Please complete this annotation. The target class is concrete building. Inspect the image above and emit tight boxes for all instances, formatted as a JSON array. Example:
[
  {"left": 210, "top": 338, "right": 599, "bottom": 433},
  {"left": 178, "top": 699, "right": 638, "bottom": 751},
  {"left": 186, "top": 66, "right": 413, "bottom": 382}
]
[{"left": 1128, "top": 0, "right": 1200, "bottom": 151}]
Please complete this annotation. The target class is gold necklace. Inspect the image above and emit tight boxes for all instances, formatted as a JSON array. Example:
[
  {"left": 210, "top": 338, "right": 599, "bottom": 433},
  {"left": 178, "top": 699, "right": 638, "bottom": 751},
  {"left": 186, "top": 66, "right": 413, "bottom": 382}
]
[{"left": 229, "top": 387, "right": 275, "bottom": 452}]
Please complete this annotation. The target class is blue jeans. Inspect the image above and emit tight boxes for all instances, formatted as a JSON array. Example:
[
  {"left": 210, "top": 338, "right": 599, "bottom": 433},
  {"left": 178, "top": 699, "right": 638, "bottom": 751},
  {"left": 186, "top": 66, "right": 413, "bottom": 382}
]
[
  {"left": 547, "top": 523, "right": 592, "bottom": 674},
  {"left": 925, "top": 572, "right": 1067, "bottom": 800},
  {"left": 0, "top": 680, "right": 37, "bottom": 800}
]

········

DIE AUFGABE:
Gib alle Einträge oben Zeichen für Zeichen unverändert aus.

ANTWORT ZUR AUFGABE:
Please complete this annotation. The target class is concrete building. Inspect the image above and emit tight boxes for all instances, formatted as a JSON array. Example:
[
  {"left": 210, "top": 338, "right": 599, "bottom": 433},
  {"left": 178, "top": 699, "right": 638, "bottom": 751},
  {"left": 186, "top": 66, "right": 413, "bottom": 382}
]
[{"left": 1128, "top": 0, "right": 1200, "bottom": 151}]
Please complete this annotation. The target class is gold necklace. Inspect the image above and emit tight boxes for all instances, formatted as a JSON array. Example:
[
  {"left": 210, "top": 338, "right": 599, "bottom": 433},
  {"left": 178, "top": 699, "right": 638, "bottom": 751},
  {"left": 186, "top": 66, "right": 413, "bottom": 382}
]
[{"left": 229, "top": 387, "right": 275, "bottom": 452}]
Please complete this annotation. The target class is blue jeans. Inspect the image above and emit tight boxes for all instances, formatted as a JSON array. Example:
[
  {"left": 210, "top": 338, "right": 599, "bottom": 433},
  {"left": 178, "top": 699, "right": 638, "bottom": 751},
  {"left": 186, "top": 66, "right": 413, "bottom": 382}
]
[
  {"left": 547, "top": 523, "right": 592, "bottom": 674},
  {"left": 925, "top": 572, "right": 1067, "bottom": 800},
  {"left": 0, "top": 680, "right": 37, "bottom": 800}
]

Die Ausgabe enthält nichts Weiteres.